■ TO-DO LIST:
1. In the text on the Trump–Zelenskyy call, who issued the joint statement documenting the exchange?
2. Repeat the passage of the text on the Trump–Zelenskyy call between "And yet the" and "than an invitation.", inclusive.

The White House confirmed on March 19 that President Donald Trump spoke by phone with Ukrainian President Volodymyr Zelenskyy to discuss security guarantees and brief him on a prior conversation with Russian President Vladimir Putin. Secretary of State Marco Rubio and NSC Advisor Mike Waltz issued a joint statement documenting the exchange. That call is not speculation. It is public record.

And yet the prediction market contract asking "Who will Donald Trump talk to in March?" has moved against Zelenskyy. Three days ago, the implied probability of Zelenskyy being confirmed as a Trump interlocutor this month stood at 47%. Today it sits at 38%, a 9-percentage-point decline that has pushed the contract to its period low. The drop accelerated after Trump publicly urged Zelenskyy to "get a deal done" with Russia on March 6, a statement that carried the tone of an ultimatum rather than an invitation.

■ DATA SECTION:
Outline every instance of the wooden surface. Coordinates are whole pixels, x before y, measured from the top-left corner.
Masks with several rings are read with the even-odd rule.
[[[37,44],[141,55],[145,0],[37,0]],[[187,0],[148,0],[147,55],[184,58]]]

■ THE REPLIES:
1. Secretary of State Marco Rubio and NSC Advisor Mike Waltz.

2.
And yet the prediction market contract asking "Who will Donald Trump talk to in March?" has moved against Zelenskyy. Three days ago, the implied probability of Zelenskyy being confirmed as a Trump interlocutor this month stood at 47%. Today it sits at 38%, a 9-percentage-point decline that has pushed the contract to its period low. The drop accelerated after Trump publicly urged Zelenskyy to "get a deal done" with Russia on March 6, a statement that carried the tone of an ultimatum rather than an invitation.